[START PASSAGE PROVIDED]

Economics Finance
January 13th, 2015 15 Minute Read Report by Scott Winship

Did Inequality Rob Middle-Class Households Of $18,000?

Last week, the Economic Policy Institute released a report on trends in wages, earnings, and incomes called, “Wage Stagnation in Nine Charts.” The report, by EPI president Larry Mishel, Elise Gould, and Josh Bivens is a greatest-hits compilation of EPI’s attempts to show that the American middle class is in trouble because of rising inequality.

Last week, the Economic Policy Institute released a report on trends in wages, earnings, and incomes called, “Wage Stagnation in Nine Charts.” The report, by EPI president Larry Mishel, Elise Gould, and Josh Bivens is a greatest-hits compilation of EPI’s attempts to show that the American middle class is in trouble because of rising inequality. It arrived just in time for Congressman Chris Van Hollen to appropriate one of the charts for a presentation at the Center for American Progress laying out a new Democratic agenda to reduce income disparities.

The left appears ready to bank its 2016 hopes on the idea that there is a “middle class squeeze” caused by inequality, though at least one potential Democratic nominee for president will likely find it difficult to inveigh against “the top one percent.” The next two years are sure to feature myriad claims that rising income inequality has hurt the middle class, necessitating liberal policies to pull down the top. Invariably, these claims convey overly negative impressions of how the middle class is doing, omit important contextual details, exaggerate the extent to which inequality has risen, or otherwise present an inaccurate case that inequality is the source of all our troubles.

In the interest of clearing up some complicated data issues—and in some cases, in the interest of usefully complicating some apparently clear results—I intend to devote time this winter to a series that will critique these claims from EPI, CAP, and other sources.

[END PASSAGE PROVIDED]
[START DATA SHOWN]

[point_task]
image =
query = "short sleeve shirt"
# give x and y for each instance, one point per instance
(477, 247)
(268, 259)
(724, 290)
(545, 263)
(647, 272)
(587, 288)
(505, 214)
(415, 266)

[END DATA SHOWN]

**TASK DIRECTIONS:**
Write the next part of the report on inequality and the middle class, starting right after its last sentence.

**FINAL RESULT:**
Some of my critiques will benefit from EPI’s commendable practice of making its data available on its website. In general, EPI’s State of Working America website is often a great place to check first if you are looking for trend data on wages, income, or numerous other economic topics. Unfortunately, using data is often far from straightforward and requires specialized knowledge of datasets, measurement issues, and even history. It’s my hope that the series will contribute to making this knowledge a little less specialized.

The first chart in EPI’s report is presented under the headline, “The cost of inequality to middle-class households.” It is intended to show how much greater the incomes of middle-class households would be if inequality had not risen, an income loss EPI dubs “the inequality tax.” I’ve included the chart below, which is based on EPI’s analysis of income data from the Congressional Budget Office. The chart shows that in 2007, the average American in the middle 60 percent of household income had $17,867 less in household income than it would have “because of the growth of inequality.” That’s an inequality tax of around 20 percent.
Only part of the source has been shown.